**Set exercise:** Please copy the stretch of material from the line containing "stripe, written as integer pixel values." through the end, swapping "dense forest" for "thick woodland" and changing nothing else.

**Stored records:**

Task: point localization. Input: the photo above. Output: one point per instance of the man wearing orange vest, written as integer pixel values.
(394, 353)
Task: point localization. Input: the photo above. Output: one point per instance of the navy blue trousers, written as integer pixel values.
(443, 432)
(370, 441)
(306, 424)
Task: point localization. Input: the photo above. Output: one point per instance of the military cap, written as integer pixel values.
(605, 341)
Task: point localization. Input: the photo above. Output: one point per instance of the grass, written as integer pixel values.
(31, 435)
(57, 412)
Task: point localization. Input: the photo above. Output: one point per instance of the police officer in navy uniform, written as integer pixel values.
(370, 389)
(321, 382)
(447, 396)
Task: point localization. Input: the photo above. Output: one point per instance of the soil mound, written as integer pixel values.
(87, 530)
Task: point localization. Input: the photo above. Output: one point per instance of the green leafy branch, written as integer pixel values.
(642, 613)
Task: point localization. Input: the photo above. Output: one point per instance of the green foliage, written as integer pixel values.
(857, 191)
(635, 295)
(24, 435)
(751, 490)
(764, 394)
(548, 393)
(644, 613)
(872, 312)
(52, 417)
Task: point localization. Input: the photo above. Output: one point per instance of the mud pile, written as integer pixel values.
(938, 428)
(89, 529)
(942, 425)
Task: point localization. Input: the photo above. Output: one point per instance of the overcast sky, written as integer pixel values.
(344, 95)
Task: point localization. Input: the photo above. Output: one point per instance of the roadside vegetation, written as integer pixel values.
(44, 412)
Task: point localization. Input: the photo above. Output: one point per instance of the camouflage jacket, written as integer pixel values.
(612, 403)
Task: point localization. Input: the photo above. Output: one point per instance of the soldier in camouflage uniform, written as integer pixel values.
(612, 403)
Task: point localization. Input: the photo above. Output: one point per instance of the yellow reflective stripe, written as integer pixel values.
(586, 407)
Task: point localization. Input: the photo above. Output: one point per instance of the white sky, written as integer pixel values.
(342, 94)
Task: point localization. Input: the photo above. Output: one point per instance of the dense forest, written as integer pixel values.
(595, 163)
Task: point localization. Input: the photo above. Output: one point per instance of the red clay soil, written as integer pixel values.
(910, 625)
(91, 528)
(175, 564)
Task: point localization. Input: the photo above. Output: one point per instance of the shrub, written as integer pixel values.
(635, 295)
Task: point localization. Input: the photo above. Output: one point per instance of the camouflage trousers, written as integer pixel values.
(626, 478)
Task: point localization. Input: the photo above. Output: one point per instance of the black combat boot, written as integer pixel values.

**Correct output:**
Task: point localization. Input: the photo above. Output: one point per instance of the yellow reflective stripe, written as integer pixel values.
(586, 407)
Task: point localization. Input: the photo above. Output: one point per instance of the white sky, written as integer pixel values.
(342, 94)
Task: point localization. Input: the photo above. Output: one point per instance of the thick woodland, written as integer pixel values.
(595, 163)
Task: point localization. Input: the photo above. Output: one point per instance of the red clay soil, written as integer pixel values.
(910, 625)
(91, 528)
(175, 564)
Task: point localization. Input: the photo above. Output: one point per instance of the shrub, written as integer pixel values.
(635, 295)
Task: point localization. Input: the photo above. Output: one point per instance of the camouflage trousers, written as integer pixel values.
(626, 478)
Task: point localization. Input: the photo above. Output: one point per instance of the black combat boot, written as integer pixel values.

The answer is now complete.